### Problem set
a) From the glossary of magnet terms, extract the stretch from "B/H Curve: The curve" through "the magnetizing field." and reproduce it word for word.
b) Continue the glossary of magnet terms from the point where it stops, adding further entries in the same format.

### Excerpt
•••••

Air Gap: A non-magnetic space between the poles of magnets in a magnetic circuit, no matter the space is filled with plastic parts or brass or other non-magnetic material.

Anisotropic: The material has preferred magnetized direction determined during the pressing process, it can’t be changed in the magnetizing process.

B/H Curve: The curve graphic generated from plotting the resultant flux density B against the magnetic field H , which represents the qualities of a magnet when magnetized and demagnetized.

Br, Residual Induction: Also called Residual Flux Density, measured in gauss or tesla. The magnetic induction remaining in a magnet compared to zero after it is saturated by the magnetizing field.

Coercive Force, Hc: The value of demagnetizing force, as measured by Oersteds or kA/m, required to reduce the magnetization saturation to zero.

Curie Temperature: The temperature above which magnets become nonmagnetic, losing all magnetic properties.

Demagnetization Force: A magnetizing force, the opposite direction of the magnetic field of a magnet. Which removes magnetic properties from fully magnetized.

Ferrous Metal: Ferrous metals are often magnetic, but not exclusively. The material a source or conductor of magnetic flux, often contains element of iron or nickel.

Gaussmeter: An instrument that directly measures the strength of a magnetic field in gauss at any point.

•••••

### Raw data
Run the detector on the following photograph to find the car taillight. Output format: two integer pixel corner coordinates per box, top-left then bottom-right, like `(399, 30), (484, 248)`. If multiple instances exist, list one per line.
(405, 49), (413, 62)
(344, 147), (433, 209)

•••••

### Answers to the exercise
a)
B/H Curve: The curve graphic generated from plotting the resultant flux density B against the magnetic field H , which represents the qualities of a magnet when magnetized and demagnetized.

Br, Residual Induction: Also called Residual Flux Density, measured in gauss or tesla. The magnetic induction remaining in a magnet compared to zero after it is saturated by the magnetizing field.

b)
Intrinsic Coercive Force, Hci: The value of resist demagnetization force, as measured by Oersteds or kA/m, shows how stable one magnet put in a demagnetizing space.

Isotropic: The material doesn’t have magnetized direction determined during the pressing process, thus magnetization through any direction is allowable.

Magnetic Induction: Flux per unit space range of a section normal to the direction of the magnetic path.

Magnetic Saturation: The maximum energy can be achieved that a magnet can put over another magnet.

Grade: The number indicates how strong of magnetic strength with a magnet, generally a higher number means a stronger magnet. For example, N54 magnet is much stronger than N35 magnet.

Maximum Energy Product, BHmax: The magnetic field yields when product of Bd and Hd at the point of maximum energy.

Orientation: Describes the optimum direction of magnetization of an anisotropic, which direction can obtain the magnet’s maximum magnetic properties.